*** EXERCISE TEXT Section Begins ***

Picture: 123RF/OTICKI
Picture: 123RF/OTICKI

Despite notable wheat-breeding efforts, efficient seed systems and mechanisation in SA, yield gains have remained relatively stagnant over the years compared to maize (due to the adoption of genetic modification). The adoption of genetically modified (GM) maize increased yield per hectare, hence SA is a net exporter of maize. This yield increase can be attributed to drought tolerance, better control of weeds due to herbicide tolerance, reduced levels of pests and diseases, and low levels of mycotoxins.

Climate change is upon us and is affecting wheat production due to increased temperatures and erratic rainfall patterns. This has led to a decline in the wheat area under cultivation, particular in the Free State. Climate change is likely to also increase pest populations, disease pressure and alter life cycles of pest species. There is also a possibility of pest migration to new areas.

There is therefore a huge opportunity for biotech companies to develop GM wheat to increase yields, and through development of wheat varieties that are drought resistant, disease resistant and herbicide resistant. GM wheat in SA would change the prospects of wheat yields in the midst of climatic changes.

The adoption of GM wheat would help SA farmers harvest more from fewer inputs by reducing the damage caused by drought, weeds, pest and diseases.

*** EXERCISE TEXT Section Ends ***

### EXERCISE SET
1 - Answer these questions from the wheat article:
(a) Which province does the article name as having a decline in wheat area under cultivation?
(b) Which crop saw a yield increase per hectare from the adoption of genetic modification?
(c) What three kinds of resistance does the article suggest for new GM wheat varieties?
2 - Retype the wheat article from "There is therefore" up to and including "of climatic changes.".
3 - In one to three sentences, explain what the wheat article credits for the yield increase from GM maize.

*** DATASET RECORDS Section Begins ***

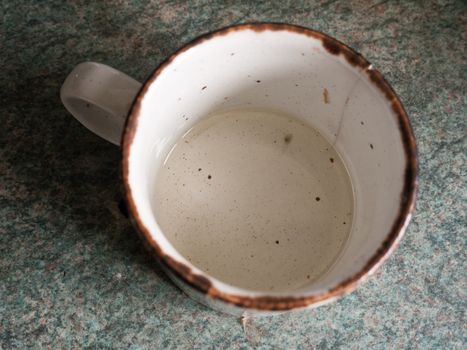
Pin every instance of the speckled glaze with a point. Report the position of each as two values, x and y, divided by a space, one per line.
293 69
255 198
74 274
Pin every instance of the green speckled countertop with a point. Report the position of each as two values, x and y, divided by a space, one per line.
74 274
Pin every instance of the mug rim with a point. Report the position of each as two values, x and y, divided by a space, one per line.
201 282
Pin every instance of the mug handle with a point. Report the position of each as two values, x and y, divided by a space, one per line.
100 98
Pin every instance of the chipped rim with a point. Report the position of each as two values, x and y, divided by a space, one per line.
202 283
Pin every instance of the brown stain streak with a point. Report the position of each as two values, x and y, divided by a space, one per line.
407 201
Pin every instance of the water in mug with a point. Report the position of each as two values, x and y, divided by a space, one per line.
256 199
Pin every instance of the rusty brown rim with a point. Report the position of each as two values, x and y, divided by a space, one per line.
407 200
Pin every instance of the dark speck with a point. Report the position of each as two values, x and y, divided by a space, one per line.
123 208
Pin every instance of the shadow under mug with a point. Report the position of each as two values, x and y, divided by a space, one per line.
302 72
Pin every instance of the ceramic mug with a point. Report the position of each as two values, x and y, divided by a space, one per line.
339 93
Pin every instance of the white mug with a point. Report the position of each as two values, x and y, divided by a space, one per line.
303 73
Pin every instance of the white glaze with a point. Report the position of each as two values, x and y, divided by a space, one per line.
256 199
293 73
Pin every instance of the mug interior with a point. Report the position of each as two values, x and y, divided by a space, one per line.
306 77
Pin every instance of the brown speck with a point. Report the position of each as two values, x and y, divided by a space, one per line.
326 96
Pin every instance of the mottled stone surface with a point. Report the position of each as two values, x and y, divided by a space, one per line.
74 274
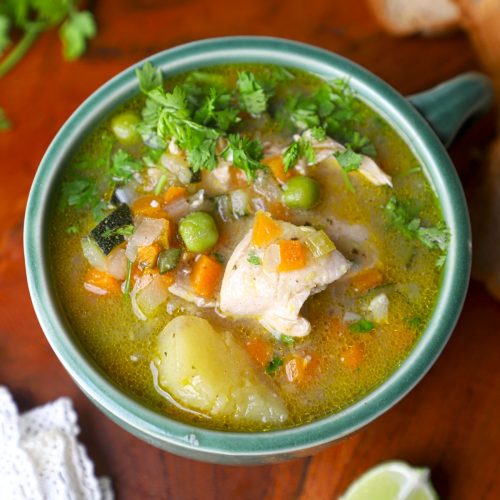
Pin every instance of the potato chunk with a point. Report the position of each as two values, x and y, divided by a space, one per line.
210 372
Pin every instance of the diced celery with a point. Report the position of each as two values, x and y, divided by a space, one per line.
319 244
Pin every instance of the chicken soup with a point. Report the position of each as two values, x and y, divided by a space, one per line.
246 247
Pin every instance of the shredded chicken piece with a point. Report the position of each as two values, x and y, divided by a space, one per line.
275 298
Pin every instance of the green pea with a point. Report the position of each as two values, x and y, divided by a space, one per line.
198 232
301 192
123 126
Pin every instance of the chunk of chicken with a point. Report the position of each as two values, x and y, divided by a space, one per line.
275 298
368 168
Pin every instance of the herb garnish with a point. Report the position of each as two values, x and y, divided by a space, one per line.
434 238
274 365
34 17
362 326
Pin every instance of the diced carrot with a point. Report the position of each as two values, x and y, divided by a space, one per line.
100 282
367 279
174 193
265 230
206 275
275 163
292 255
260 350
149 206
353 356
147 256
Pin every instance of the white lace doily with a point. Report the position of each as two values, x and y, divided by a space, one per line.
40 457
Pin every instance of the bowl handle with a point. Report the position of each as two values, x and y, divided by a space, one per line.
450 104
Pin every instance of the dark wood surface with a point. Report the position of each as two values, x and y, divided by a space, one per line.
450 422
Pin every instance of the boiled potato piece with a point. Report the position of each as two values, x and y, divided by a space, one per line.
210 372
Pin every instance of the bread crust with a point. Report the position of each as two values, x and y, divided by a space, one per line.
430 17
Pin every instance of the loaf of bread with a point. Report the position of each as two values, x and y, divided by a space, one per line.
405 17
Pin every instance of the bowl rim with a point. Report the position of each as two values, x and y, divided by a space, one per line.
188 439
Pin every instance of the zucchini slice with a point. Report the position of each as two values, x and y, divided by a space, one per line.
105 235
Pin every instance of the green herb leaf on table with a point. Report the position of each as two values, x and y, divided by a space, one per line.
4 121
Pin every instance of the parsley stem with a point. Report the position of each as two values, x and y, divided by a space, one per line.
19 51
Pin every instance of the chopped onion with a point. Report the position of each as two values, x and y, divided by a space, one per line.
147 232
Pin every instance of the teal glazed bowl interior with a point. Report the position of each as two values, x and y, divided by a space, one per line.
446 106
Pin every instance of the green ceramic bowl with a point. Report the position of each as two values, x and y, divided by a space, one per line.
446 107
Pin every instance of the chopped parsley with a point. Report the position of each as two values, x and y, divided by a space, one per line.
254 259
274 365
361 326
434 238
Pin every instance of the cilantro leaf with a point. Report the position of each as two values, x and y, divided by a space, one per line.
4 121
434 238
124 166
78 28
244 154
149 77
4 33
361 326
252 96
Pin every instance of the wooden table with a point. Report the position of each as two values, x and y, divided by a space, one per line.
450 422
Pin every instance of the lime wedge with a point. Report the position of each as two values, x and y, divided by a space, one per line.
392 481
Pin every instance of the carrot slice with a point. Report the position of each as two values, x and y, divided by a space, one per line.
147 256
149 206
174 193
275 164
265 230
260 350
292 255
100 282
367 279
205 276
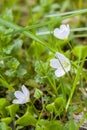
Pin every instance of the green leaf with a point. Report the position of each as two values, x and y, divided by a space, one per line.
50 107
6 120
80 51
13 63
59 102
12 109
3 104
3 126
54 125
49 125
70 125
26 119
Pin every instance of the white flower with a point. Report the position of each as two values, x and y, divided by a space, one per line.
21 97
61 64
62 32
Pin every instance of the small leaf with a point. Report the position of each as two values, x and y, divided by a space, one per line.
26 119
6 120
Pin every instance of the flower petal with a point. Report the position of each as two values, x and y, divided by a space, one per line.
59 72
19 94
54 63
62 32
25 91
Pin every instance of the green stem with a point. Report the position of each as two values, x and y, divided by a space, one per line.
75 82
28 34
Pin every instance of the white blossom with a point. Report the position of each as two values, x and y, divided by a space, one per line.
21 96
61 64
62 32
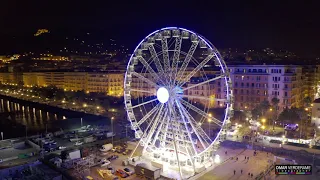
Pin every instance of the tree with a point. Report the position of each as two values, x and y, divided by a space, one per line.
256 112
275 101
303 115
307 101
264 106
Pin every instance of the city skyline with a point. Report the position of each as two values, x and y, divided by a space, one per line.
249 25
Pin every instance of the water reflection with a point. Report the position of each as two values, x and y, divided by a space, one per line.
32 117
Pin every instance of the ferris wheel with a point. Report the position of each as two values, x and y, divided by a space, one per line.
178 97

*** DATASET RECORDS Section Ends ***

### ANSWERS PROVIDED
1 -
(a) The Free State.
(b) Maize.
(c) Drought resistance, disease resistance and herbicide resistance.

2 -
There is therefore a huge opportunity for biotech companies to develop GM wheat to increase yields, and through development of wheat varieties that are drought resistant, disease resistant and herbicide resistant. GM wheat in SA would change the prospects of wheat yields in the midst of climatic changes.

3 - The article credits the yield increase to drought tolerance and to better weed control from herbicide tolerance. It also credits reduced levels of pests and diseases and low levels of mycotoxins.